## What is being asked
Please write out every line of the entries below word for word, leaving out the pictures.

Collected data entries

──────────────────────────────

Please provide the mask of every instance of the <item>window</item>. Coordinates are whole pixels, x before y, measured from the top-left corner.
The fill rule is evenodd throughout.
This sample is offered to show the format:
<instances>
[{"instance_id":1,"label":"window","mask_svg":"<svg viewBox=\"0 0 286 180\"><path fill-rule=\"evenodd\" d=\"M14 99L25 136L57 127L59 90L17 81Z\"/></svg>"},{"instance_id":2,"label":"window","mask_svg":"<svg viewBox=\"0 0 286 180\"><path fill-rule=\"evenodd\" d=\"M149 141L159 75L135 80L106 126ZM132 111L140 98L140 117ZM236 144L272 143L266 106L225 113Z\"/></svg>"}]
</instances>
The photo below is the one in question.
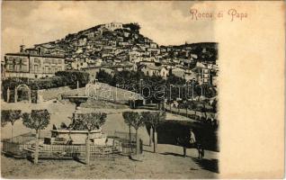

──────────────────────────────

## Solution below
Please provide the mask of every instance of the <item>window</item>. Coordinates are whole pixels, x before y, measured from the top-left corner.
The fill rule is evenodd throughout.
This sample is offered to show the format:
<instances>
[{"instance_id":1,"label":"window","mask_svg":"<svg viewBox=\"0 0 286 180\"><path fill-rule=\"evenodd\" d=\"M14 99L25 136L57 127L59 90L17 81Z\"/></svg>"},{"instance_id":2,"label":"window","mask_svg":"<svg viewBox=\"0 0 286 180\"><path fill-rule=\"evenodd\" d=\"M149 141L159 75L135 80L106 126ZM132 111L140 98L140 117ZM236 144L272 143L266 106L225 113Z\"/></svg>"}]
</instances>
The photo below is the one in question.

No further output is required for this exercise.